Tasks>
(a) Copy the part of the news report on the school bathroom ruling from "The conservative group" up to and including "a constitutional violation.", swapping "appeals court" for "appellate court".
(b) Carry on the news report about the court ruling on transgender students' bathroom use from the point where it stops.

Selected extract>
>>>>

The conservative group that brought the challenge has vowed to appeal the quick Thursday ruling from the bench — a highly unusual move for the appeals court. It follows a decision last year from federal Judge Edward Smith that the presence of a transgender student in bathrooms and locker rooms at the school is not “hostile, threatening, humiliating,” or a constitutional violation.
For Aidan DeStefano, a transgender man who graduated from Boyertown High School last year and has been involved in the case, there was a simple takeaway from decision.
“Just don’t question people. Let them be who they want to be, and they’re literally doing what everyone else does: Wash their hands, go to the bathroom, maybe fix their hair in there,” he said. “That’s pretty much it.”
Schools officials have said that if students were worried about privacy, they could change their clothes in single-user bathroom stalls and use private showers in the locker rooms.
The solution, according to Ria Tabacco Mar, an attorney with the ACLU’s Lesbian Gay Bisexual Transgender & HIV Project, is not to exclude transgender students from using the bathrooms in which they feel most comfortable.
“It’s understandable that changing clothes in front of students and classmates of any gender can be uncomfortable,” Mar said. “But the solution to that is exactly what the school has done here, which is make private arrangements available to all students. Not to banish transgender students and to send a message that who they are is unacceptable.”
During Thursday’s oral arguments, Randall Wenger, chief counsel of the Harrisburg-based Independence Law Center, a conservative, faith-based group, told the three judges he would like to see a “return to the status quo” to reverse the school’s policy.

<<<<

Data section>

>>>>

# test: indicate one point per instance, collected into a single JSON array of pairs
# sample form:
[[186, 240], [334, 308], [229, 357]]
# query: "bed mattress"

<<<<

Task-by-task answers>
(a)
The conservative group that brought the challenge has vowed to appeal the quick Thursday ruling from the bench — a highly unusual move for the appellate court. It follows a decision last year from federal Judge Edward Smith that the presence of a transgender student in bathrooms and locker rooms at the school is not “hostile, threatening, humiliating,” or a constitutional violation.

(b)
The policy shift followed guidance from the Obama administration providing legal protection to transgender students who want to use bathrooms of their choice, guidance that President Donald Trump has voided.
Responding to the status quo argument, Judge Theodore McKee replied, “You could have come here with Brown v. Board of Education. Everybody got along in Plessy, let’s go back to the status quo,” referring to the 1896 decision Plessy v. Ferguson that legalized segregation under a “separate but equal” rule.
The judges questioned how the bathroom policy infringed on the rights of students in Boyertown. Among the legal arguments seeking to dismantle the policy was that it was a violation of the civil rights law Title IX protecting students from discrimination based on gender.
“Your argument is sex is a biological state of affairs,” said Judge Patty Shwartz. “But everybody is being treated the same under the school’s policy. I don’t understand how you can have a Title IX claim.”
Judge Richard Nygaard asked just one question, but it spoke to what the judges saw as a vulnerability of the argument against the school policy.
“In view of the fact that the district made separate accommodations, separate facilities available, where is the irreparable harm?” he said.
After the ruling, Wenger said he plans to appeal the decision to the full 3rd U.S. Circuit Court of Appeals.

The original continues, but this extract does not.